Each line below should be repeated exactly as it stands.
- - - - - - -
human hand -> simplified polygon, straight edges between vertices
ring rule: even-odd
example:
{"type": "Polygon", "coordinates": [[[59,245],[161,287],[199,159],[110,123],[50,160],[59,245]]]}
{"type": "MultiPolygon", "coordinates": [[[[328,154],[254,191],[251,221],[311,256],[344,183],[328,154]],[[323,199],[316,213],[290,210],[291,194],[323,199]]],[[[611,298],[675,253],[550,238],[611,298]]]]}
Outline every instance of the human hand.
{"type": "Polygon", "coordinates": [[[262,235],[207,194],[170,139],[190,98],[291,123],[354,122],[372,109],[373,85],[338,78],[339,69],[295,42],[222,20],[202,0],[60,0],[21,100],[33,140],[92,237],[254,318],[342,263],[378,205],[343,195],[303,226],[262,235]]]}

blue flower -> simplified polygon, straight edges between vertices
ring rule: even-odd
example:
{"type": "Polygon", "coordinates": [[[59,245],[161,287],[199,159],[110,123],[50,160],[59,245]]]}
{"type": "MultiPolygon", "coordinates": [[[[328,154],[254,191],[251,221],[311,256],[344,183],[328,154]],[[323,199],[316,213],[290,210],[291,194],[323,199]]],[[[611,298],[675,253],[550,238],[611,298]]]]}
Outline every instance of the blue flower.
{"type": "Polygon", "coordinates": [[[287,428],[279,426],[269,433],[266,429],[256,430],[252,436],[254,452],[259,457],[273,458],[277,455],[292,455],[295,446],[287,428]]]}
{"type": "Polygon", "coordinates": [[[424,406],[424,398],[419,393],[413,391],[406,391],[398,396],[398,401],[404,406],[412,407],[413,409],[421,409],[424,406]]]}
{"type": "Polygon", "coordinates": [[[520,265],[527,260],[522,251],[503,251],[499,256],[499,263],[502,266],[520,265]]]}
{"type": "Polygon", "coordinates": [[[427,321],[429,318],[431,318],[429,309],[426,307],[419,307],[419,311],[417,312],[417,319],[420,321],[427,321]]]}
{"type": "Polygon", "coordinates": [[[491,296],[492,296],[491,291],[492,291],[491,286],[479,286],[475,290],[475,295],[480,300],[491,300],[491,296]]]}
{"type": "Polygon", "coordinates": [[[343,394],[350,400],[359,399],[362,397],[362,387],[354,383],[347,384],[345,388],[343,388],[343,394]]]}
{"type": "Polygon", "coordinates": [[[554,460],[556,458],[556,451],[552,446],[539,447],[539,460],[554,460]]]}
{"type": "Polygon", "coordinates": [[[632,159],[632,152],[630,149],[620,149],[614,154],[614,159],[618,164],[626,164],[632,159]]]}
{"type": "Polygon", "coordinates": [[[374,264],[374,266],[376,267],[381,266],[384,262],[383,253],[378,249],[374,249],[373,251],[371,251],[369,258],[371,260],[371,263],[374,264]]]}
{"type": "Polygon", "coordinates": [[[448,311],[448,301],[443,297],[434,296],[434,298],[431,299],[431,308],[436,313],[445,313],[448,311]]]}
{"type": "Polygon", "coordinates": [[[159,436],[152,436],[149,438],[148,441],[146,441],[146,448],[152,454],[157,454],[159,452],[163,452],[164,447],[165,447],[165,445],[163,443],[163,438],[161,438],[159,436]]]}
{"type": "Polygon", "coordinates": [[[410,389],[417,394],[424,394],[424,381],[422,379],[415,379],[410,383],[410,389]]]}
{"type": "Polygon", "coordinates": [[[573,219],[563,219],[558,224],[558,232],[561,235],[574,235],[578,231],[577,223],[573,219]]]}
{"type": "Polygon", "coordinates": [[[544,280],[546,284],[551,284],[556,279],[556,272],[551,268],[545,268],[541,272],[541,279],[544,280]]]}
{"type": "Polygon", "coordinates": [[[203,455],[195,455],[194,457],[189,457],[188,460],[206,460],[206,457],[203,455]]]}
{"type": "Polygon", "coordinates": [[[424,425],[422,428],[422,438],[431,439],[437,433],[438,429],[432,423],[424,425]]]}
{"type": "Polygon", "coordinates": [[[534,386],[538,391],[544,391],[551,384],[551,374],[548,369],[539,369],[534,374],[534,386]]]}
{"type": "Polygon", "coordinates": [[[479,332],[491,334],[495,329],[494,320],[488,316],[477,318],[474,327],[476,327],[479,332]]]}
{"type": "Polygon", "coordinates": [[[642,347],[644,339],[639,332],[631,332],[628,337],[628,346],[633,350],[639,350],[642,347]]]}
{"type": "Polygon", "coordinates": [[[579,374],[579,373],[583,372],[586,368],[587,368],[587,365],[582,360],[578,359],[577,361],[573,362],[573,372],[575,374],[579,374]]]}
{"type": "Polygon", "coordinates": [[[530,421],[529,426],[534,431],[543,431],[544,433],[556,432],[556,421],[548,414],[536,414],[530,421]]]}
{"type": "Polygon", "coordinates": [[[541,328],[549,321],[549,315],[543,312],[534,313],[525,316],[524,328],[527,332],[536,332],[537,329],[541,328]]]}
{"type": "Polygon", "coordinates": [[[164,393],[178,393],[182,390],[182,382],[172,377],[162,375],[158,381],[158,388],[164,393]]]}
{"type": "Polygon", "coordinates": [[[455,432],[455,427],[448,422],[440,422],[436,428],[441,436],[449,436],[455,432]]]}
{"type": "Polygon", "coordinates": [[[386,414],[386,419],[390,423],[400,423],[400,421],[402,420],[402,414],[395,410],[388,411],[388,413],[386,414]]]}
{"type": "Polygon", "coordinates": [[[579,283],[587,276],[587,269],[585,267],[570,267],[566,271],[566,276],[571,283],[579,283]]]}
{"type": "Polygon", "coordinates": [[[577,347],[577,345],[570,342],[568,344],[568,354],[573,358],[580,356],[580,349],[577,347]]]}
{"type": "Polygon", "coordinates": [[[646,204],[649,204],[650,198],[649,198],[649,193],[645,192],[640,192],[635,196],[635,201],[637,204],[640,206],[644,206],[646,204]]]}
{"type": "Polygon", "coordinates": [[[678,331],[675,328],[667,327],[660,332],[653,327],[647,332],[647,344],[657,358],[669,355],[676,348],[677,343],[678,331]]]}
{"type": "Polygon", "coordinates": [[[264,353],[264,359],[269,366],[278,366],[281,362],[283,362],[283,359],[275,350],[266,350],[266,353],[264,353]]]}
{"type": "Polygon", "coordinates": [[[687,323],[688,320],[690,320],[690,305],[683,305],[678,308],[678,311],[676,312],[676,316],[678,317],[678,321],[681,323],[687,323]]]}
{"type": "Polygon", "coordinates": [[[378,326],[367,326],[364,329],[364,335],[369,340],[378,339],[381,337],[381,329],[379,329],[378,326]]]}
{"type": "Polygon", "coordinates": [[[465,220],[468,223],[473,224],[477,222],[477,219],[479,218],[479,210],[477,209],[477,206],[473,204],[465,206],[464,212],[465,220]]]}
- - - - - - -
→ Written response:
human hand -> simplified polygon, straight edges between vertices
ring rule: even-odd
example:
{"type": "Polygon", "coordinates": [[[59,245],[161,287],[199,159],[110,123],[50,160],[59,245]]]}
{"type": "MultiPolygon", "coordinates": [[[[328,154],[254,191],[251,221],[311,256],[344,183],[328,154]],[[323,199],[316,213],[290,210],[291,194],[323,199]]],[[[611,298],[675,253],[550,238],[611,298]]]]}
Outline every instance of the human hand.
{"type": "Polygon", "coordinates": [[[262,235],[207,194],[170,139],[190,98],[291,123],[354,122],[372,109],[373,85],[338,78],[339,69],[295,42],[222,20],[202,0],[60,0],[21,100],[33,140],[92,237],[254,318],[342,263],[378,205],[343,195],[303,226],[262,235]]]}

blue flower -> simplified polygon, straight edges between vertices
ring rule: even-odd
example:
{"type": "Polygon", "coordinates": [[[59,245],[161,287],[199,159],[110,123],[50,160],[59,245]]]}
{"type": "MultiPolygon", "coordinates": [[[[328,154],[254,191],[251,221],[311,256],[344,183],[328,154]],[[323,199],[316,213],[290,210],[291,194],[323,199]]],[[[611,298],[675,253],[550,238],[611,298]]]]}
Outline every instance of the blue flower.
{"type": "Polygon", "coordinates": [[[287,428],[279,426],[269,433],[266,429],[256,430],[252,436],[254,452],[259,457],[273,458],[277,455],[292,455],[295,446],[287,428]]]}
{"type": "Polygon", "coordinates": [[[424,406],[424,398],[419,393],[413,391],[406,391],[398,396],[398,401],[404,406],[412,407],[413,409],[421,409],[424,406]]]}
{"type": "Polygon", "coordinates": [[[520,265],[527,260],[522,251],[503,251],[499,256],[499,263],[502,266],[520,265]]]}
{"type": "Polygon", "coordinates": [[[427,321],[429,318],[431,318],[429,309],[426,307],[419,307],[419,311],[417,312],[417,319],[420,321],[427,321]]]}
{"type": "Polygon", "coordinates": [[[491,296],[492,296],[491,291],[492,291],[491,286],[479,286],[475,290],[475,295],[480,300],[491,300],[491,296]]]}
{"type": "Polygon", "coordinates": [[[343,394],[350,400],[359,399],[362,397],[362,387],[354,383],[347,384],[345,388],[343,388],[343,394]]]}
{"type": "Polygon", "coordinates": [[[554,460],[556,458],[556,451],[552,446],[539,447],[539,460],[554,460]]]}
{"type": "Polygon", "coordinates": [[[632,159],[632,152],[630,149],[620,149],[614,154],[614,159],[618,164],[626,164],[632,159]]]}
{"type": "Polygon", "coordinates": [[[374,264],[374,266],[376,267],[381,266],[384,262],[383,253],[378,249],[374,249],[373,251],[371,251],[369,258],[371,260],[371,263],[374,264]]]}
{"type": "Polygon", "coordinates": [[[448,311],[448,301],[443,297],[434,296],[434,298],[431,299],[431,308],[436,313],[445,313],[448,311]]]}
{"type": "Polygon", "coordinates": [[[159,436],[152,436],[149,438],[148,441],[146,441],[146,448],[152,454],[157,454],[159,452],[163,452],[164,447],[165,447],[165,445],[163,443],[163,438],[161,438],[159,436]]]}
{"type": "Polygon", "coordinates": [[[410,389],[417,394],[424,394],[424,381],[422,379],[415,379],[410,383],[410,389]]]}
{"type": "Polygon", "coordinates": [[[573,219],[563,219],[558,224],[558,232],[561,235],[574,235],[578,231],[577,223],[573,219]]]}
{"type": "Polygon", "coordinates": [[[544,280],[546,284],[551,284],[556,279],[556,272],[551,268],[545,268],[541,272],[541,279],[544,280]]]}
{"type": "Polygon", "coordinates": [[[203,455],[195,455],[194,457],[189,457],[188,460],[206,460],[206,457],[203,455]]]}
{"type": "Polygon", "coordinates": [[[424,425],[422,428],[422,438],[431,439],[437,433],[438,429],[432,423],[424,425]]]}
{"type": "Polygon", "coordinates": [[[534,386],[538,391],[544,391],[551,384],[551,374],[548,369],[539,369],[534,374],[534,386]]]}
{"type": "Polygon", "coordinates": [[[479,332],[491,334],[495,329],[494,320],[488,316],[477,318],[474,327],[476,327],[479,332]]]}
{"type": "Polygon", "coordinates": [[[642,347],[644,339],[639,332],[631,332],[628,337],[628,346],[633,350],[639,350],[642,347]]]}
{"type": "Polygon", "coordinates": [[[579,374],[579,373],[583,372],[586,368],[587,368],[587,365],[582,360],[578,359],[577,361],[573,362],[573,372],[575,374],[579,374]]]}
{"type": "Polygon", "coordinates": [[[530,421],[529,426],[534,431],[543,431],[544,433],[556,432],[556,421],[548,414],[536,414],[530,421]]]}
{"type": "Polygon", "coordinates": [[[541,328],[549,321],[549,315],[543,312],[534,313],[525,316],[524,328],[527,332],[536,332],[537,329],[541,328]]]}
{"type": "Polygon", "coordinates": [[[164,393],[178,393],[182,390],[182,382],[172,377],[162,375],[158,381],[158,388],[164,393]]]}
{"type": "Polygon", "coordinates": [[[455,432],[455,427],[448,422],[440,422],[436,428],[441,436],[449,436],[455,432]]]}
{"type": "Polygon", "coordinates": [[[386,414],[386,419],[390,423],[400,423],[400,421],[402,420],[402,414],[395,410],[388,411],[388,413],[386,414]]]}
{"type": "Polygon", "coordinates": [[[579,283],[587,276],[587,269],[585,267],[570,267],[566,271],[566,276],[571,283],[579,283]]]}
{"type": "Polygon", "coordinates": [[[577,347],[577,345],[570,342],[568,344],[568,354],[573,358],[580,356],[580,349],[577,347]]]}
{"type": "Polygon", "coordinates": [[[646,204],[649,204],[650,198],[649,198],[649,193],[645,192],[640,192],[635,196],[635,201],[637,204],[640,206],[644,206],[646,204]]]}
{"type": "Polygon", "coordinates": [[[678,331],[675,328],[667,327],[660,332],[653,327],[647,332],[647,344],[657,358],[669,355],[676,348],[677,343],[678,331]]]}
{"type": "Polygon", "coordinates": [[[264,353],[264,359],[269,366],[278,366],[281,362],[283,362],[283,359],[275,350],[266,350],[266,353],[264,353]]]}
{"type": "Polygon", "coordinates": [[[687,323],[688,320],[690,320],[690,305],[683,305],[678,308],[678,311],[676,312],[676,316],[678,317],[678,321],[681,323],[687,323]]]}
{"type": "Polygon", "coordinates": [[[378,326],[367,326],[364,329],[364,335],[369,340],[378,339],[381,337],[381,329],[379,329],[378,326]]]}
{"type": "Polygon", "coordinates": [[[465,220],[468,223],[473,224],[477,222],[477,219],[479,218],[479,210],[477,209],[477,206],[473,204],[465,206],[464,212],[465,220]]]}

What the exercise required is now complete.